| Richiesta scritta |
Estendi il testo sul profitto illecito e sulla disciplina antiriciclaggio partendo dopo l'ultima frase riportata, con lo stesso registro tecnico-giuridico.

| Testo da leggere |
Tale “risultato” viene definito normativamente come “profitto” dell’attività illecita (sia essa perseguita sotto il profilo amministrativo, penale, o in entrambi i comparti sanzionatori) e rileva, ad esempio in campo penale, in quanto oggetto di confisca, anche per equivalente e, già dalla fase delle indagini preliminari, quale oggetto del sequestro preventivo, ex art. 321 c.p.p.
I provvedimenti di contenimento del fenomeno - Il sistema normativo nazionale, consapevole di tale realtà, ha nel tempo introdotto misure finalizzate da un lato ad intercettare, interpretare e requisire tale ingiusto profitto, dall’altro tendenti a prevenire i fenomeni di reimpiego del medesimo profitto nei canali dell’economia legale.
Rientra nel secondo ordine di interventi normativi tutta la disciplina antiriciclaggio, oggi contenuta nel D.Lgs n. 231/2007, come da ultimo revisionato dal D.Lgs n. 90/20171, che prevede il coinvolgimento (nella prospettiva del principio di “collaborazione attiva”), di un’ampia platea di soggetti dell’area privata che, nell’ambito dello svolgimento della propria attività professionale, vengono a diretto contatto con le operazioni finanziarie/patrimoniali riferibili ai propri clienti o anche solo a conoscenza delle medesime operazioni; vi rientrano, tradizionalmente, gli istituti di credito ed enti finanziari in generale, nonché, da oramai più di un decennio, anche i professionisti dell’area giuridico economica (Avvocati, Notai, Dottori Commercialisti, Consulenti del lavoro, Revisori Legali e società di revisione, altri professionisti che svolgono in via professionale attività nel settore della contabilità e dei tributi).

| Dati registrati |

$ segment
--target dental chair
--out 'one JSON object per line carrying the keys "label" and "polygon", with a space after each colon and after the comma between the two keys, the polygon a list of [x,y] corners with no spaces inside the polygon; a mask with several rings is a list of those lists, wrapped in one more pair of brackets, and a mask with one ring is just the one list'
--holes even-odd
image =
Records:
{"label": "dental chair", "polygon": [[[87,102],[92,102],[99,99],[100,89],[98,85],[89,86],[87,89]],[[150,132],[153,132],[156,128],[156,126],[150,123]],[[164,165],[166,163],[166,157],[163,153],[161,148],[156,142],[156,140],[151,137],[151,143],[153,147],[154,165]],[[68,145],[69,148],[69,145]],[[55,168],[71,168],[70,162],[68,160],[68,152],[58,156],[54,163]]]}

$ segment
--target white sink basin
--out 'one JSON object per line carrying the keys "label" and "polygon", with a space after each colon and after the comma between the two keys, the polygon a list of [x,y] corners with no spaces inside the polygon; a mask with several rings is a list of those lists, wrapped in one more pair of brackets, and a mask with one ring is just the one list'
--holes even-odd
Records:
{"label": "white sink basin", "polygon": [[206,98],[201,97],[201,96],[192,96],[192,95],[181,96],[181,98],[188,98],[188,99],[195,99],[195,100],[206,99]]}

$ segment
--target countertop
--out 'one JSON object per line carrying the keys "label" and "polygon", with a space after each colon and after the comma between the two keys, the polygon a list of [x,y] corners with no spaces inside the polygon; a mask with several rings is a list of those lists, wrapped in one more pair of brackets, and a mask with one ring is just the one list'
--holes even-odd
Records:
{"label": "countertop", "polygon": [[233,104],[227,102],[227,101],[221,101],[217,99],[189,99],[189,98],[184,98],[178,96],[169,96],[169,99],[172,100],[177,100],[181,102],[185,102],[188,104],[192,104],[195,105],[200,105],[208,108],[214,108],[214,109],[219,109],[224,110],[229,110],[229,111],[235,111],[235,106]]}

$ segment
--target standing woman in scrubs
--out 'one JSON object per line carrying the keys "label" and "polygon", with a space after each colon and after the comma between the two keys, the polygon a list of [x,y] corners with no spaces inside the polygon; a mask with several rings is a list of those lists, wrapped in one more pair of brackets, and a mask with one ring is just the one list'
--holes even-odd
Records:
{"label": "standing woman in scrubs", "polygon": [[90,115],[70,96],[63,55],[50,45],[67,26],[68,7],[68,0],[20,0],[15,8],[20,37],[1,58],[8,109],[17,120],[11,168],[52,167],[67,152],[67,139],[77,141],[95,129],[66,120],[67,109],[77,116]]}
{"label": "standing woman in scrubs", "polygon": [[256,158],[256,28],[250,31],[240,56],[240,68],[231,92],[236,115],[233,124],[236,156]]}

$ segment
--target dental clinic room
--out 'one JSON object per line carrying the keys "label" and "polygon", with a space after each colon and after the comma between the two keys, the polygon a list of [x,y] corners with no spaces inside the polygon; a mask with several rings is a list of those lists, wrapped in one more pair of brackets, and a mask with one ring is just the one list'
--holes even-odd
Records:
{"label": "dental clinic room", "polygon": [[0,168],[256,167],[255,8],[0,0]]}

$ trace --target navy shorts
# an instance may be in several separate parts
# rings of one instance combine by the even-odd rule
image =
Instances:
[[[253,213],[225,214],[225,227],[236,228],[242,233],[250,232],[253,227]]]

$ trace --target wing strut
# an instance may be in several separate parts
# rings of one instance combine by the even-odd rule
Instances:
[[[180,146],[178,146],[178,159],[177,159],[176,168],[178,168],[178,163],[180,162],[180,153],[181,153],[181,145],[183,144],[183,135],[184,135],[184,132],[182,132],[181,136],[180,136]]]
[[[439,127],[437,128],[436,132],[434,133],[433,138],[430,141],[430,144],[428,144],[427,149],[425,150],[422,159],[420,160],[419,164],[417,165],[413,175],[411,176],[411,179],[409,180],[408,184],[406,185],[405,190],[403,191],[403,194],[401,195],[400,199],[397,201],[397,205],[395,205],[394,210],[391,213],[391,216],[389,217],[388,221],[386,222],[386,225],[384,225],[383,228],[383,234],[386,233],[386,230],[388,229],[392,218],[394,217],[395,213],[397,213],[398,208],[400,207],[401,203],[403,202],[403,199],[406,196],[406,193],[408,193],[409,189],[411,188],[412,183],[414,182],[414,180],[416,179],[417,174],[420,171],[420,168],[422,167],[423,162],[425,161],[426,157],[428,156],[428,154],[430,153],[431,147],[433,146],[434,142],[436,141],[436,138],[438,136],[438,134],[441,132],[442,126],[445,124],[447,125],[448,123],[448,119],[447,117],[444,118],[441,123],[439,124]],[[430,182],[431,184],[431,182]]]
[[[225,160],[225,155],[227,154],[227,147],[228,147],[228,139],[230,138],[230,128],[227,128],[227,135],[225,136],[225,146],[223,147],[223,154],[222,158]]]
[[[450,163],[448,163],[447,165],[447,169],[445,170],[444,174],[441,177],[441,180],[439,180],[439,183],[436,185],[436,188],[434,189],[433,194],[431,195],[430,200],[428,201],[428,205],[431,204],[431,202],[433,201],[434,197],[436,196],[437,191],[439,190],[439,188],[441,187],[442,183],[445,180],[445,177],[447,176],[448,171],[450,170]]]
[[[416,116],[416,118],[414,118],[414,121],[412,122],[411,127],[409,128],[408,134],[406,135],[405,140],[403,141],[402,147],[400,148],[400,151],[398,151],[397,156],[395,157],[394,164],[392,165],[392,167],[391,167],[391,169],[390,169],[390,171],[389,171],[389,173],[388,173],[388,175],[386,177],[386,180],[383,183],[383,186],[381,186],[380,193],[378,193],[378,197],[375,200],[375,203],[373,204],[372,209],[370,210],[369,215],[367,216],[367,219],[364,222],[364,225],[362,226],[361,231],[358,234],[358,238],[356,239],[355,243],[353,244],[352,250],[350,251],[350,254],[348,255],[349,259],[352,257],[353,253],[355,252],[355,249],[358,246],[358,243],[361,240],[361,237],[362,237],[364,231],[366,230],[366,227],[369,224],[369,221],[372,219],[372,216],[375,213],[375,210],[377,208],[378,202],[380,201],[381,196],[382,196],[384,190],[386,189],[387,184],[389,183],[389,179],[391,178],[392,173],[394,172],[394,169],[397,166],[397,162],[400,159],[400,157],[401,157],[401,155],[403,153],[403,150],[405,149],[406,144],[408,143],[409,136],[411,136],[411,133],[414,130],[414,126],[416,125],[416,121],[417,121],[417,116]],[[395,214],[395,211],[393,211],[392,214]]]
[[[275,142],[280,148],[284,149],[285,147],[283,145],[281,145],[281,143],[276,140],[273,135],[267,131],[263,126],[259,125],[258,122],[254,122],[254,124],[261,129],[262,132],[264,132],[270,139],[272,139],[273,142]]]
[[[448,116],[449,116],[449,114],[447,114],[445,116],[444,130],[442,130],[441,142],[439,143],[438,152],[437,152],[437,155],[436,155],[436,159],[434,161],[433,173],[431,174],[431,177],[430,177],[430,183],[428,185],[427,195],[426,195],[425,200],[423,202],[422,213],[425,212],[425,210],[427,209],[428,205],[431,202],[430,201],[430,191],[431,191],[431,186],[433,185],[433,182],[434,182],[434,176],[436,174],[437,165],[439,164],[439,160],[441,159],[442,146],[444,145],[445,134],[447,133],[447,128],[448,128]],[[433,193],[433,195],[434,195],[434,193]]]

| Risposta seguente |
Le indagini finanziarie tributarie - Quanto alla prima categoria di misure, di chiara matrice repressiva, il Legislatore è nel tempo intervenuto rendendo sempre più flebile e permeabile lo schermo che salvaguardia la riservatezza dei rapporti finanziari, in essere tra istituto di credito e cliente (quello noto come “segreto bancario”), attraverso due ordini di interventi:
Un potenziamento dal “Decreto Salva Italia” - Da ultimo, l’ulteriore impulso dato dal Legislatore (con l’art. 11, co. 4 del D.L. n. 201/2011) all’implementazione della banca dati finanziaria de qua, consente oggi all’Amministrazione finanziaria di procedere, previa analisi critica delle informazioni ivi censite, alla selezione delle posizioni fiscali “a rischio evasione” da programmare per le ordinarie attività di controllo e accertamento.
A tal fine, con apposito Provvedimento pubblicato il 31 agosto scorso, l’Agenzia delle Entrate ha avviato una prima fase, sperimentale, per l’attuazione di tale ultima disposizione, che riguarderà le sole posizioni fiscali delle società di persone e delle società d capitali, con riferimento ai dati bancari relativi all’anno 2016.
Il Provvedimento AdE n. 197357/2018 - L’analisi del rischio di evasione, individuata tra le finalità della disposizione introdotta dal decreto Salva Italia, presentava connotati più espliciti nella versione in vigore fino al 31/12/2014; secondo il testo originario, infatti, i dati comunicati dagli intermediari finanziari (nella forma integrata dal precedente comma 2) dovevano essere utilizzati dall'Agenzia delle entrate per l’elaborazione con procedure centralizzate, secondo i criteri individuati con provvedimento del Direttore della medesima Agenzia, di specifiche liste selettive di contribuenti a maggior rischio di evasione.
L’attuale formulazione appare assai più generica, disponendo il comma 4 dell’art. 11 del D.L. n. 201/2011, al primo periodo: “Oltre che ai fini previsti dall'articolo 7, undicesimo comma, del decreto del Presidente della Repubblica 29 settembre 1973, n. 605, le informazioni comunicate ai sensi dell'articolo 7, sesto comma, del predetto decreto e del comma 2 del presente articolo sono utilizzate dall'Agenzia delle entrate per le analisi del rischio di evasione”.
Con Provvedimento 197357/2018 datato 31/08/2018, il Direttore dell’Agenzia delle Entrate ha pubblicato le disposizioni di attuazione del richiamato comma 4 dell’art. 11, diramando una procedura sperimentale per l’analisi del rischio di evasione per le società, con l’utilizzo delle informazioni comunicate all’Archivio dei rapporti finanziari.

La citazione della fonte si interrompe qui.